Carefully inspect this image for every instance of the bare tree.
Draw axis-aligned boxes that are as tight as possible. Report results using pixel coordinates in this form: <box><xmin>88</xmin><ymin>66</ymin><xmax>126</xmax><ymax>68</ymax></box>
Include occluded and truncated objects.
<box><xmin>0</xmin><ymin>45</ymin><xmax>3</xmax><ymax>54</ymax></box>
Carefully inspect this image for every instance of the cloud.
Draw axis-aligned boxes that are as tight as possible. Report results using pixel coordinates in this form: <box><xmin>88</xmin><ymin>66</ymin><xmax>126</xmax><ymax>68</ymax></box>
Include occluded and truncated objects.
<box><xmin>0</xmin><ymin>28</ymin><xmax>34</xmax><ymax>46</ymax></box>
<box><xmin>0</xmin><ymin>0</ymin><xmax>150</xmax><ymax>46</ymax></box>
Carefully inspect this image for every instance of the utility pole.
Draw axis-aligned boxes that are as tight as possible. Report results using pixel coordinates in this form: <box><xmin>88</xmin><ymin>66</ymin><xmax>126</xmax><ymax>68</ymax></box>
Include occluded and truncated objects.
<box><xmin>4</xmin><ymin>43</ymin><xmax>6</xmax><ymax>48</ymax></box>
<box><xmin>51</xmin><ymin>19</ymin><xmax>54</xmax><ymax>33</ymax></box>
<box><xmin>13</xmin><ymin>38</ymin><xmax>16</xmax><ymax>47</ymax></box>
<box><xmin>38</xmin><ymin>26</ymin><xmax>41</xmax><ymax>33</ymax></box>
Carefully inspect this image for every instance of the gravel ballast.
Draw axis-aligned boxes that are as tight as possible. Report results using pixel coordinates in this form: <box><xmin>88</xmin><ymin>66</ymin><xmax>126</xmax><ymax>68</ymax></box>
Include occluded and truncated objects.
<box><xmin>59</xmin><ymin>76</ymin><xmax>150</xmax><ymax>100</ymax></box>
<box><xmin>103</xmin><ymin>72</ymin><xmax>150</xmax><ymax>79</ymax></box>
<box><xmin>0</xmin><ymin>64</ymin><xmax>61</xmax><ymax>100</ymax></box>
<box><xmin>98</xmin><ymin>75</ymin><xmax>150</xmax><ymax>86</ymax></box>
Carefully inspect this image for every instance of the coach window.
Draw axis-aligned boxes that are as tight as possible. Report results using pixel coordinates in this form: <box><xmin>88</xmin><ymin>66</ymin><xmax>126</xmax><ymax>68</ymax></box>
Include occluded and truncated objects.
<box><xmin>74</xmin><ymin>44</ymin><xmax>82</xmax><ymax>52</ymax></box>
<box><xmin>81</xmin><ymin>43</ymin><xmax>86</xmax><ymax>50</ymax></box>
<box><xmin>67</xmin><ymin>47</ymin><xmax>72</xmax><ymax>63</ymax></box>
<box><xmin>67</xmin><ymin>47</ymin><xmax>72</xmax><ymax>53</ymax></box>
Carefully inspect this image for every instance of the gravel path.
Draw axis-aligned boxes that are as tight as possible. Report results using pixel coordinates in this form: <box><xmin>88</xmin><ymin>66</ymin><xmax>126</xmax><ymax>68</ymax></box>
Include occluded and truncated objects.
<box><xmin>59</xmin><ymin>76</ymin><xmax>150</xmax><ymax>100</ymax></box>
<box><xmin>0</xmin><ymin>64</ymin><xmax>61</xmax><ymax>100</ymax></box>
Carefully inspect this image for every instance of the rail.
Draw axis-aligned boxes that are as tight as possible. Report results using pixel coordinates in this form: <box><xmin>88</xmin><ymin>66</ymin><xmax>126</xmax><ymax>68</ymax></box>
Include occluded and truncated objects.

Problem to work on: Copy out, from the material above, each line in which the string "Carefully" is found.

Task result:
Carefully inspect this image for every instance of the bare tree.
Carefully inspect this image for every instance of the cloud.
Carefully inspect this image for every instance of the utility pole.
Carefully inspect this image for every instance of the gravel ballast.
Carefully inspect this image for every instance of the coach window.
Carefully inspect this image for every instance of the gravel path.
Carefully inspect this image for every instance of the rail.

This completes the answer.